### Given exercise
Quote the records below word for word, keeping every line unchanged.

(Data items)
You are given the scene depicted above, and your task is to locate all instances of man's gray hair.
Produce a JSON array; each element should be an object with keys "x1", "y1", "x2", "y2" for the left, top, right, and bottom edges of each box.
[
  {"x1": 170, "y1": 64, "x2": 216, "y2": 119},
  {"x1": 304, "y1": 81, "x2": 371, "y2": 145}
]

### Answer for this exercise
You are given the scene depicted above, and your task is to locate all instances of man's gray hair.
Produce a JSON array; each element should be an object with keys "x1", "y1", "x2", "y2" for the left, top, right, and bottom edges of each box.
[
  {"x1": 170, "y1": 64, "x2": 216, "y2": 119},
  {"x1": 304, "y1": 81, "x2": 371, "y2": 145}
]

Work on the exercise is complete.